**** Excerpted records ****

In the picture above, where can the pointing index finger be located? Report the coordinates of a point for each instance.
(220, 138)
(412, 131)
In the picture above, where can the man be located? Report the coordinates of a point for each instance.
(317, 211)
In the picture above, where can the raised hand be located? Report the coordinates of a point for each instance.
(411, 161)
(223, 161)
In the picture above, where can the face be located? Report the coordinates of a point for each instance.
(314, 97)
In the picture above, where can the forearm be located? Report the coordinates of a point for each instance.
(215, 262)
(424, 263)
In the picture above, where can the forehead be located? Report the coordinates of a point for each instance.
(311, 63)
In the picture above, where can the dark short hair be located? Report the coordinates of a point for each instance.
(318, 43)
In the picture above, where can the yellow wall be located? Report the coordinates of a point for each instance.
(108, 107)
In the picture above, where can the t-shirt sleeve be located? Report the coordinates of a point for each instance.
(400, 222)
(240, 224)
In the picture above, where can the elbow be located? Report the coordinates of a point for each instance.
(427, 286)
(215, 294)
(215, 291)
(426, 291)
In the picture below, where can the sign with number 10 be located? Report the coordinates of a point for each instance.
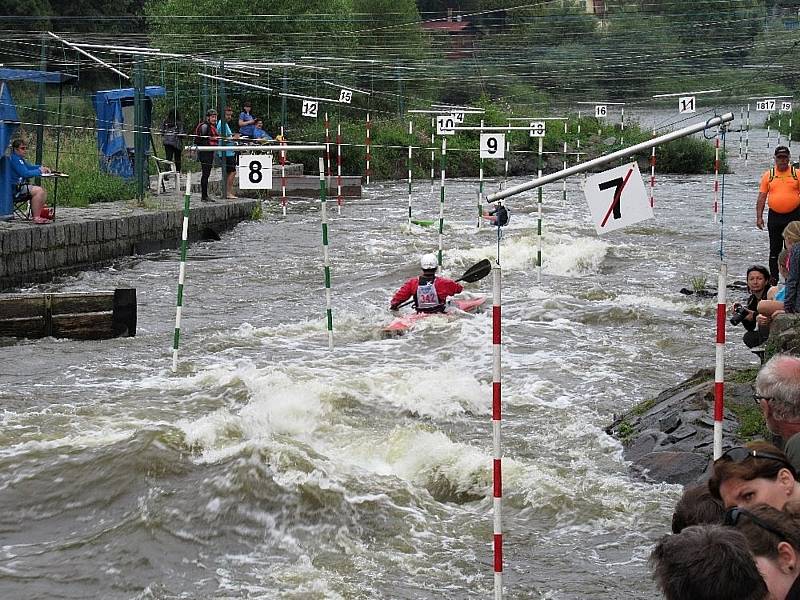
(255, 171)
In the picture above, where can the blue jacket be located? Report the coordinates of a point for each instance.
(22, 170)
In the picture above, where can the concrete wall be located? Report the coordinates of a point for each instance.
(84, 238)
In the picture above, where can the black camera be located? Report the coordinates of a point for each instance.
(739, 314)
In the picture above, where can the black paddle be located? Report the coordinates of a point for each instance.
(475, 273)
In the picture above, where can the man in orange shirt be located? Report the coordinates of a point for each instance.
(781, 188)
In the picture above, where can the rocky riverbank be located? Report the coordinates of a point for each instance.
(670, 437)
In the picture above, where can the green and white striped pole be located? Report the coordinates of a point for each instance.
(410, 142)
(441, 199)
(539, 220)
(182, 272)
(325, 259)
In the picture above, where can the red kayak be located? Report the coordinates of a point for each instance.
(405, 323)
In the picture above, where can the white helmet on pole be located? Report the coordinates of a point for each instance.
(428, 262)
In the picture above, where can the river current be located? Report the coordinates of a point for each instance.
(271, 467)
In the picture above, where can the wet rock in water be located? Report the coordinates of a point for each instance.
(671, 437)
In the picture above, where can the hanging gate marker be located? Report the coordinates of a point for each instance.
(339, 167)
(497, 454)
(182, 272)
(326, 261)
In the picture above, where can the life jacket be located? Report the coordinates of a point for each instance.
(426, 299)
(772, 173)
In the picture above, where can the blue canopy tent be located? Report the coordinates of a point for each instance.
(115, 131)
(9, 122)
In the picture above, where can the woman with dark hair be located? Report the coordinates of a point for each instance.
(758, 473)
(172, 132)
(773, 537)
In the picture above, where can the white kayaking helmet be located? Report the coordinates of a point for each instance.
(428, 262)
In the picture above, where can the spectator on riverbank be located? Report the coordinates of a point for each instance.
(780, 189)
(710, 562)
(773, 537)
(778, 394)
(172, 132)
(697, 507)
(758, 473)
(22, 171)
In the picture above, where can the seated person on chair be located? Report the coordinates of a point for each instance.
(22, 171)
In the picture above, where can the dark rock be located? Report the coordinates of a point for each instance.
(673, 467)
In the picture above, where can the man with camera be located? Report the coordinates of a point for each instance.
(757, 326)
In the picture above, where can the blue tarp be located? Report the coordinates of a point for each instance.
(115, 155)
(9, 122)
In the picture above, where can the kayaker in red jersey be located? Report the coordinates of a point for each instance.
(429, 291)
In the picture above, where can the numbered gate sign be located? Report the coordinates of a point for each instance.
(617, 198)
(493, 145)
(310, 108)
(255, 171)
(766, 105)
(686, 104)
(445, 125)
(537, 129)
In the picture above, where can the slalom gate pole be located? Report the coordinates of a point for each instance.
(181, 272)
(327, 145)
(410, 142)
(323, 201)
(497, 479)
(441, 200)
(719, 371)
(716, 178)
(339, 167)
(652, 173)
(747, 136)
(480, 189)
(539, 218)
(283, 173)
(741, 137)
(367, 145)
(564, 191)
(433, 150)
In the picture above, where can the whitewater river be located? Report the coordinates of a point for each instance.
(270, 467)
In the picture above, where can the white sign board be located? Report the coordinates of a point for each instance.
(537, 129)
(445, 125)
(617, 198)
(310, 108)
(255, 171)
(766, 105)
(493, 145)
(686, 105)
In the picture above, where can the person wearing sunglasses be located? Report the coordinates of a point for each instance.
(773, 537)
(707, 562)
(22, 171)
(758, 473)
(778, 396)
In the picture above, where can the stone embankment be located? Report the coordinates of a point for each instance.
(670, 438)
(85, 238)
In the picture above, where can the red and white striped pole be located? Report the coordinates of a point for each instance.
(339, 167)
(497, 480)
(716, 178)
(367, 144)
(719, 372)
(327, 145)
(652, 173)
(283, 173)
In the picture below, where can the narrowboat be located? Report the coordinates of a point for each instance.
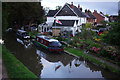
(50, 44)
(22, 34)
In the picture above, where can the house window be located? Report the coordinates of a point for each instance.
(44, 42)
(37, 39)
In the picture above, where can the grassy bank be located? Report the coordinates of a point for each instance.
(15, 69)
(81, 53)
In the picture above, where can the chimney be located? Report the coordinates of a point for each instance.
(81, 9)
(101, 13)
(72, 5)
(95, 11)
(85, 10)
(78, 6)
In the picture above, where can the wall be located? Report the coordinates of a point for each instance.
(50, 19)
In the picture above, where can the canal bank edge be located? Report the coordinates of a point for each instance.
(104, 65)
(15, 69)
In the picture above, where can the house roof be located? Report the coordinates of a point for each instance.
(51, 13)
(90, 15)
(69, 23)
(77, 11)
(72, 12)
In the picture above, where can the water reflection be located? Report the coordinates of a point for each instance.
(26, 43)
(27, 55)
(53, 65)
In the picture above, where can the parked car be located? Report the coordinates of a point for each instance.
(22, 34)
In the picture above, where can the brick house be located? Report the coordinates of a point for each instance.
(90, 17)
(100, 17)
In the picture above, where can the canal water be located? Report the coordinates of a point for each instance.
(53, 65)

****

Exercise brief: Retype every one of the entries above word for word, leaving the pictures out.

Written answer:
In the picture above, where can the pointing index finger be located? Report the coordinates of a point for each instance.
(220, 138)
(412, 131)
In the picture above, where can the man be located? Report the coordinates of a point for each instance.
(317, 211)
In the picture above, where can the raised hand be located? Report the coordinates of a point for each instance.
(411, 161)
(223, 161)
In the picture above, where can the face be located? Report the coordinates of a point for each instance.
(314, 97)
In the picture above, where can the forearm be located? Report the coordinates of a point for each instance.
(215, 262)
(424, 263)
In the picture above, where can the forehead be located? Report the coordinates of a point for each instance.
(311, 63)
In the picture above, where can the dark short hair be located? Report the coordinates of a point for each instance.
(318, 43)
In the picture above, where can the yellow wall be located? Report the coordinates of a point for each instance.
(108, 107)
In the picture above, where can the t-shirt sleeve be located? Report the coordinates of a point for each instance.
(400, 222)
(240, 224)
In the picture above, where can the elbow be located? Report the coordinates of a point for each instance.
(427, 286)
(215, 294)
(215, 291)
(426, 291)
In the picture below, where can the sign with number 10 be located? Report the coordinates of a point for each instance.
(255, 171)
In the picture above, where can the blue jacket be located? Report the coordinates of a point for each instance.
(22, 170)
In the picture above, where can the concrete wall be located? Report the coordinates of a point for each instance.
(84, 238)
In the picture above, where can the black camera be located? Report the coordinates of a point for each instance.
(739, 314)
In the picture above, where can the black paddle be located? Report the coordinates of a point for each instance.
(475, 273)
In the picture above, where can the man in orange shirt be located? Report the coordinates of a point for each instance.
(781, 188)
In the picture above, where can the rocky riverbank be located? Report the coordinates of a point for each instance.
(670, 437)
In the picture above, where can the green and white striped pole be located? Report the coordinates of a point for each instance.
(410, 142)
(441, 199)
(539, 220)
(182, 272)
(325, 259)
In the picture above, where can the red kayak be located? Report the coordinates of a point for each instance.
(405, 323)
In the picture above, where can the white helmet on pole be located? Report the coordinates of a point for each instance.
(428, 262)
In the picture above, where can the river current be located? Report the coordinates of a point for each instance.
(271, 467)
In the picture above, where can the wet rock in water be located? Report the coordinates of a point for each instance.
(671, 437)
In the picture above, where can the hanging gate marker be located? Report the coordinates of a point for each instance.
(339, 167)
(497, 454)
(182, 272)
(326, 261)
In the picture above, where can the life jacket be located? Report the coordinates of a point for each instance.
(426, 299)
(772, 173)
In the picture above, where can the blue canopy tent be located? Report the coordinates of a point for each instance.
(115, 131)
(9, 122)
In the picture above, where can the woman with dark hair be located? Report the coordinates of a point for each instance.
(758, 473)
(172, 132)
(773, 537)
In the picture above, where can the white kayaking helmet be located? Report the coordinates of a point for each instance.
(428, 262)
In the picture above, where can the spectator on riverbank be located? Report the coordinates of a point for each instance.
(780, 189)
(710, 562)
(773, 537)
(778, 394)
(172, 132)
(697, 507)
(758, 473)
(22, 171)
In the picture above, where can the seated person on chair be located? Report the coordinates of a point for each instance.
(22, 171)
In the picture above, where can the dark rock be located? Report the coordinates of a point for each instance.
(673, 467)
In the picture above, where can the man with camera be located? Report the coordinates of a point for each instance.
(757, 326)
In the picture above, where can the blue tarp be located? Report the coordinates of a point for each instance.
(115, 155)
(9, 122)
In the picture above, where can the kayaker in red jersey be located? Report the coordinates of a point for each instance.
(429, 291)
In the picture above, where can the numbered gate sign be located? Report the coordinates of a point for each instance.
(617, 198)
(493, 145)
(310, 108)
(255, 171)
(766, 105)
(686, 104)
(445, 125)
(537, 129)
In the picture above, where can the slalom gate pole be located? Report the coordinates of a point for each instance.
(181, 272)
(327, 145)
(410, 142)
(323, 201)
(497, 479)
(441, 200)
(719, 371)
(716, 178)
(339, 167)
(652, 173)
(747, 136)
(480, 189)
(539, 218)
(283, 173)
(741, 137)
(367, 145)
(564, 191)
(433, 150)
In the picture above, where can the whitewater river be located? Report the coordinates of a point for each instance.
(270, 467)
In the picture above, where can the white sign board be located? Report the coordinates of a point for each instance.
(537, 129)
(445, 125)
(617, 198)
(310, 108)
(255, 171)
(766, 105)
(493, 145)
(686, 105)
In the picture above, where can the person wearing sunglasses be located? Report the coordinates of a point for each instance.
(773, 537)
(707, 562)
(22, 171)
(758, 473)
(778, 396)
In the picture above, where can the stone embankment be located? Report the coordinates of a point for each instance.
(670, 438)
(85, 238)
In the picture above, where can the red and white striped pole be located? Report the coordinates of a point for each instance.
(339, 167)
(497, 480)
(716, 178)
(367, 144)
(719, 372)
(327, 145)
(652, 173)
(283, 173)
In the picture below, where can the narrowboat be located? Report the coordinates of a point for each instance.
(50, 44)
(22, 34)
In the picture above, where can the house window be located? Report the coordinates of a point for each instance.
(44, 42)
(37, 39)
In the picture above, where can the grassy bank be located? Report the coordinates of a point for each instance.
(15, 69)
(81, 53)
In the picture above, where can the chimney be located? Report the coordinates of a point for each instance.
(81, 9)
(101, 13)
(72, 5)
(95, 11)
(85, 10)
(78, 6)
In the picture above, where can the wall be located? Report the coordinates of a point for each instance.
(50, 19)
In the picture above, where can the canal bank edge be located? Report the coordinates of a point for each instance.
(104, 65)
(15, 69)
In the picture above, where can the house roof be located? Report the coordinates of a point for each instance.
(51, 13)
(90, 15)
(69, 23)
(77, 11)
(72, 12)
In the picture above, where can the water reflection be located? Report the coordinates of a point for each instance.
(26, 43)
(27, 55)
(53, 65)
In the picture above, where can the parked car be located? Report the coordinates of a point for each instance.
(22, 34)
In the picture above, where can the brick house be located? Report the coordinates of a point for each instance.
(90, 17)
(100, 17)
In the picture above, where can the canal water be located? Report the coordinates of a point for each instance.
(53, 65)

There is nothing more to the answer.